── SELECTED EXCERPT ──

What makes Enigmatic Objects remarkable is how it transforms the act of collecting into a site of inquiry. We are made to ask: why were certain things preserved and others erased? Who held the power to decide? The themes that gripped me most were the collisions between science and superstition, and colonizer and colonized.
At its core, this book is about how museums and libraries we often treat as neutral have served as battlegrounds where the Filipino identity was dissected, displayed, and sometimes even distorted. In a present moment where historical revisionism festers and collective memory is commodified or manipulated, Enigmatic Objects feels painfully urgent because it reminds us that the struggle to tell our story has always been a struggle for truth.
I chose to focus on the essays “The Filipino as Collector” and “Four Ways of Looking” because these essays refuse to see history as static. They illuminate how the objects that are seemingly silent and still carry the consideration of how we, too, become both collectors and exhibits in the story of nationhood.
Enigmatic Objects is not just about artifacts; it is about us. Our ways of seeing, our hunger to know, and our responsibility to remember. What Mojares has given us is not simply a book, but a carefully arranged room of questions. And in walking through it, we begin to understand: the archive is not closed. We are still curating the future from the ruins of the past.

───
── SUPPLIED RECORDS ──

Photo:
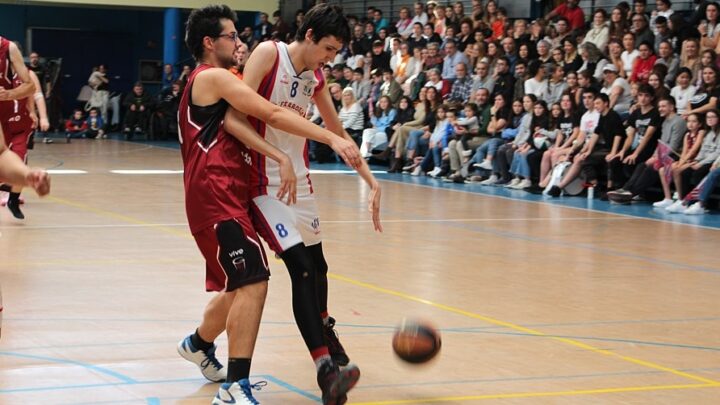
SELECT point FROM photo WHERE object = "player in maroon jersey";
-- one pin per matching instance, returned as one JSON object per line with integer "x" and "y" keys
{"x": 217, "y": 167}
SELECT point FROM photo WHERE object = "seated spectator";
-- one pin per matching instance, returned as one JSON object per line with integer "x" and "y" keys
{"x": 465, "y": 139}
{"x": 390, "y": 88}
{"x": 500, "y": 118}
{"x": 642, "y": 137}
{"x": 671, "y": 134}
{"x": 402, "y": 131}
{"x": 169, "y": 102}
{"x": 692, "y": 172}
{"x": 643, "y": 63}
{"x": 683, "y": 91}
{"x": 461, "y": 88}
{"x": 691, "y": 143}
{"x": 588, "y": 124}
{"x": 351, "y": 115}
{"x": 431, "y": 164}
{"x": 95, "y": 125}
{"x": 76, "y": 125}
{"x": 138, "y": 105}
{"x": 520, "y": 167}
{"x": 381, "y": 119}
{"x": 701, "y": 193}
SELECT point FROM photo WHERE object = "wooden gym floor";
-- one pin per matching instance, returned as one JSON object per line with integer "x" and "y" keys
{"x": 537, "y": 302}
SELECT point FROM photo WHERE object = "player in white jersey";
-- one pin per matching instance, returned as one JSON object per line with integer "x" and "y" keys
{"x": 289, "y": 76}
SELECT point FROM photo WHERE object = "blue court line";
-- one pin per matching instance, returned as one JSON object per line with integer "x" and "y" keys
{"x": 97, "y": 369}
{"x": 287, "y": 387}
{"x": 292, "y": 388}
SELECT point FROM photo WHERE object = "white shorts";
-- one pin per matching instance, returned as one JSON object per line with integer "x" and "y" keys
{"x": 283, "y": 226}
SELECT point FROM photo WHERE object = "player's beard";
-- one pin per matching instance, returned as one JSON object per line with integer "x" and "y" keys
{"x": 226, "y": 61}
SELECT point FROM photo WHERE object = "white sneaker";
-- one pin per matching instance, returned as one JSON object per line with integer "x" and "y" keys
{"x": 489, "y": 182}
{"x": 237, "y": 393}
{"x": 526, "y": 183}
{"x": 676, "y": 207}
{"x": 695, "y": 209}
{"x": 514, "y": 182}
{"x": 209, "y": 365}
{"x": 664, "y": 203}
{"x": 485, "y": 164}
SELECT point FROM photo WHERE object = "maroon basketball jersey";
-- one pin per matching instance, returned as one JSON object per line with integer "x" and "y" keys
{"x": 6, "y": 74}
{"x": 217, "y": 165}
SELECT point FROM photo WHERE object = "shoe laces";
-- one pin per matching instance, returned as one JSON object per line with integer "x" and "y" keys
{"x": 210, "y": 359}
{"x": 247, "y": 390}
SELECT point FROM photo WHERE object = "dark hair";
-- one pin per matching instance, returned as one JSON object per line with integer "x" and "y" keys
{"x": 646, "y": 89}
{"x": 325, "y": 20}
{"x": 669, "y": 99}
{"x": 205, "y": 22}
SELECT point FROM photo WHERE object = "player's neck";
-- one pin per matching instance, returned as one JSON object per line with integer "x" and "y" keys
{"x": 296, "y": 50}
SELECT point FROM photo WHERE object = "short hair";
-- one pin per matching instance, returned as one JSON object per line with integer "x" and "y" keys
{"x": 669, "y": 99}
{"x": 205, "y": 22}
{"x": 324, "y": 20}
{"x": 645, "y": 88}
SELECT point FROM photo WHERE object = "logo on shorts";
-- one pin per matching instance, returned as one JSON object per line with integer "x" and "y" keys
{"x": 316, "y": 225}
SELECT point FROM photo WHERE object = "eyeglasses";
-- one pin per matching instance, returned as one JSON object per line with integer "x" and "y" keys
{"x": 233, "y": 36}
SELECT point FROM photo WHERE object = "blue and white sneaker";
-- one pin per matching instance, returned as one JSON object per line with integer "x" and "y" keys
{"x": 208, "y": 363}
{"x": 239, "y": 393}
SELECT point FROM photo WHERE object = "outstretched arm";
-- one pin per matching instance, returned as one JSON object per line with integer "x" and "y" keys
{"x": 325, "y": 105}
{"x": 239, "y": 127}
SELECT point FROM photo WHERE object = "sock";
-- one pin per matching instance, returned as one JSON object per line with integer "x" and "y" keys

───
── SUPPLIED RECORDS ──

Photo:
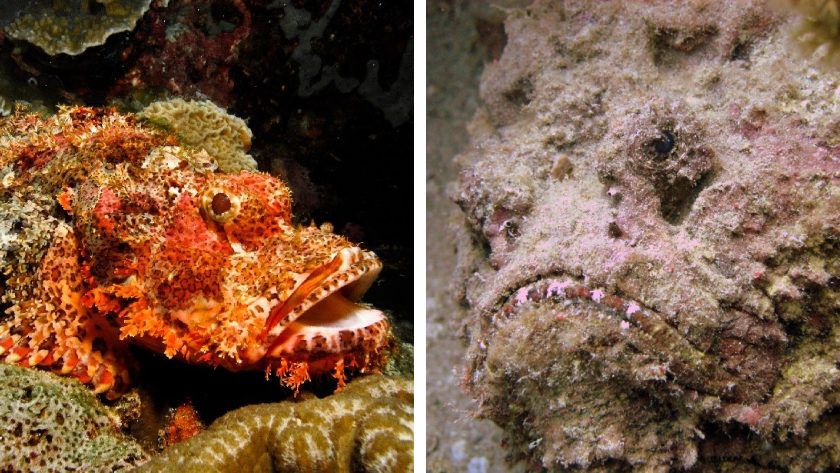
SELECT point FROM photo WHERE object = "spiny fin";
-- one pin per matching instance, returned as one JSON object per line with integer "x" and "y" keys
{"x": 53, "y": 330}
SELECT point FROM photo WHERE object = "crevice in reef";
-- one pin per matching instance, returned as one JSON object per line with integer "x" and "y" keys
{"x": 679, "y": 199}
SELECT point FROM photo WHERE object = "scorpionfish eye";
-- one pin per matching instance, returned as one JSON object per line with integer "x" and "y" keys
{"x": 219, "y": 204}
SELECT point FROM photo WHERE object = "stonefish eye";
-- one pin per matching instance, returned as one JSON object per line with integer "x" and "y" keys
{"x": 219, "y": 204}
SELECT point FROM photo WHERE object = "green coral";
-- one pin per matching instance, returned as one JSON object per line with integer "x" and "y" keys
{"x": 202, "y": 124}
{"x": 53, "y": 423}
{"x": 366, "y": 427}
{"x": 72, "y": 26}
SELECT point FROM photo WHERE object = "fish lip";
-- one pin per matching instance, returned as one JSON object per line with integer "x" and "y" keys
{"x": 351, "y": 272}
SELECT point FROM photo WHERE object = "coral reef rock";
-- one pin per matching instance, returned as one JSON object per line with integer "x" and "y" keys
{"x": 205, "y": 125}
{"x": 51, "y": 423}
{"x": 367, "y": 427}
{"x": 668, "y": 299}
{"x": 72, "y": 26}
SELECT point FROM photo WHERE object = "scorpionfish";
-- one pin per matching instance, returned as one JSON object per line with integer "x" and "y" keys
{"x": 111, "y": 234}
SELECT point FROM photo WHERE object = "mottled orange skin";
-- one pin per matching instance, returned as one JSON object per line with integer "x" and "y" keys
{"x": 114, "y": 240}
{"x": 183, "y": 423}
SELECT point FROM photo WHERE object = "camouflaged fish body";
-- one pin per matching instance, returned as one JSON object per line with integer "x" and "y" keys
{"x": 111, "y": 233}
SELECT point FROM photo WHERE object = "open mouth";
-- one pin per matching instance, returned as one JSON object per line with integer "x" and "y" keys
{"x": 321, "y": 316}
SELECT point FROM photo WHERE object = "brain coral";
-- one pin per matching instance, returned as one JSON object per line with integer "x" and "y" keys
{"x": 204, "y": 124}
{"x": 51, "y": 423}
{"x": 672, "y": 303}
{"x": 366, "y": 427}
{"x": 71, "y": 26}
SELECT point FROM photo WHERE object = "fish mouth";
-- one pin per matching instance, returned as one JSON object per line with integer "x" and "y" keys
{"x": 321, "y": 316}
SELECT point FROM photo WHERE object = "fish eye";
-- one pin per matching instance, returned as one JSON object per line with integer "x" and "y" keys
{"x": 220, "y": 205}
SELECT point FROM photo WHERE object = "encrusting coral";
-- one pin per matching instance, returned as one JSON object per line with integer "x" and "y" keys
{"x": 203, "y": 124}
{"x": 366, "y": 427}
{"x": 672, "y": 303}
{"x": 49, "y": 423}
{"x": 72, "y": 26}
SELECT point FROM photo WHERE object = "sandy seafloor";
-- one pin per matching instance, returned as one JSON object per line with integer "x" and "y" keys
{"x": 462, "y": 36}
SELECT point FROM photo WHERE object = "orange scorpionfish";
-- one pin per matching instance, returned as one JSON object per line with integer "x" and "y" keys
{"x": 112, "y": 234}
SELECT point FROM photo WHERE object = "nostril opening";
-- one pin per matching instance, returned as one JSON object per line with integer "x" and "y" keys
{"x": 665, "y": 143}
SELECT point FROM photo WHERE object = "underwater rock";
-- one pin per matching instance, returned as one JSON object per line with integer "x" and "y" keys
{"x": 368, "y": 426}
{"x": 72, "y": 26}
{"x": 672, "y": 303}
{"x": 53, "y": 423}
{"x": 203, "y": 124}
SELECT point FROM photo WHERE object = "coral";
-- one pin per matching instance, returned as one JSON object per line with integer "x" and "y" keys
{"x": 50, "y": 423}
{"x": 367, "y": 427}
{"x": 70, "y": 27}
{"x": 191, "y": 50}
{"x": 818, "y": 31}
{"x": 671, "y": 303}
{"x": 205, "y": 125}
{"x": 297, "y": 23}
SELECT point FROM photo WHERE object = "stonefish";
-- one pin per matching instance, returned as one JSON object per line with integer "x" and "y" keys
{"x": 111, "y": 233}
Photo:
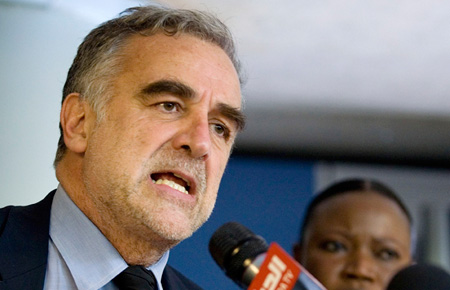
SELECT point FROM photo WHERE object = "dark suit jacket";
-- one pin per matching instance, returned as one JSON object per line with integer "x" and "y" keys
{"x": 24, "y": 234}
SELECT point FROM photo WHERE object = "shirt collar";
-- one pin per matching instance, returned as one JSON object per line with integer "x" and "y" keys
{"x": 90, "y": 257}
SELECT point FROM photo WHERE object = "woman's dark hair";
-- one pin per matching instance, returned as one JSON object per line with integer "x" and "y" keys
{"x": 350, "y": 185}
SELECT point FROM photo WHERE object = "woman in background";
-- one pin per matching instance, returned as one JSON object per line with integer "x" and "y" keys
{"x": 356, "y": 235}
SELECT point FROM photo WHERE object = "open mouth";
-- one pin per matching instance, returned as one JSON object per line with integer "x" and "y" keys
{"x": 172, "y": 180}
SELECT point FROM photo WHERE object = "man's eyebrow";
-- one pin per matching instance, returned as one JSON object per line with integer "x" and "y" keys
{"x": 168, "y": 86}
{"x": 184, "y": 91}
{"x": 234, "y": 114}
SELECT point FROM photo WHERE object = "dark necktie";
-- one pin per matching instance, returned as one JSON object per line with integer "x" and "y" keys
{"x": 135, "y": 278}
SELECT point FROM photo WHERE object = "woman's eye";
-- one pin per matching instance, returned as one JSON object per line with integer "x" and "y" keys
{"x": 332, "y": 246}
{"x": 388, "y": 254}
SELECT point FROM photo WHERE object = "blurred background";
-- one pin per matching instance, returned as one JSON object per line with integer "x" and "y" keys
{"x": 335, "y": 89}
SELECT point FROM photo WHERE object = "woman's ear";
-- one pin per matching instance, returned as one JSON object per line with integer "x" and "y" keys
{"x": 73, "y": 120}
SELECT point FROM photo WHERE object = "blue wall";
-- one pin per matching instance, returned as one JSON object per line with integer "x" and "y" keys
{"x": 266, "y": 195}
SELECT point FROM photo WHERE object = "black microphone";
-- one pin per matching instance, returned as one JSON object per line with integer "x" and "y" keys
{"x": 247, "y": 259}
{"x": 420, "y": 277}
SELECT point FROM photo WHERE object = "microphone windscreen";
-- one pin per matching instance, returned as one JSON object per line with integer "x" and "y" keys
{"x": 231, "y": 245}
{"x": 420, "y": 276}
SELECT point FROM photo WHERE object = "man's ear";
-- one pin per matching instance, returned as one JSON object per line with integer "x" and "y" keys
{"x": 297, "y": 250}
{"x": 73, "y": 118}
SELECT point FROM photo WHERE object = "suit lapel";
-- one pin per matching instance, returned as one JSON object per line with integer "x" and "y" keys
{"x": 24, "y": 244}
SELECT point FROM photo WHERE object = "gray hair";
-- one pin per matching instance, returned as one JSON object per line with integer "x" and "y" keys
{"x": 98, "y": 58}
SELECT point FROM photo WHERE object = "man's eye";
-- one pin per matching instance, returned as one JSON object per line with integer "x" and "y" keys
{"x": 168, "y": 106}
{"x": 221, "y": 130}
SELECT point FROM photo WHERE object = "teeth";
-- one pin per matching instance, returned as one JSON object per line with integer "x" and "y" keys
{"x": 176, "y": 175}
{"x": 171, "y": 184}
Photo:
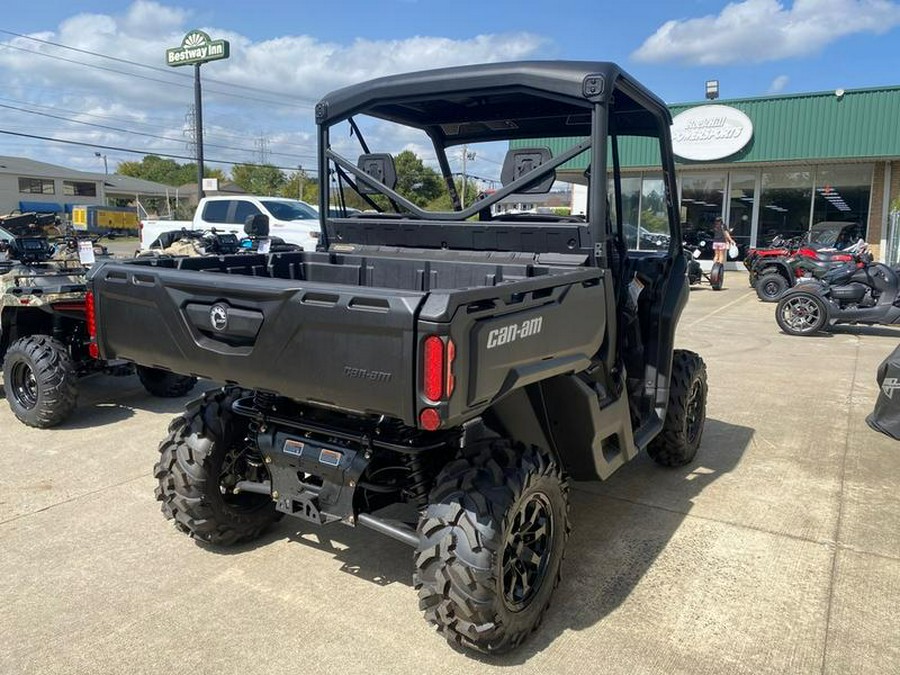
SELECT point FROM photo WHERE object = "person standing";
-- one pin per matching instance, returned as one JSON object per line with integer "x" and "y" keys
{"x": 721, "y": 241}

───

WHAT TO DO:
In the review of Enigmatic Objects, which two essays does the reviewer choose to focus on?

EXERCISE ANSWER:
"The Filipino as Collector" and "Four Ways of Looking."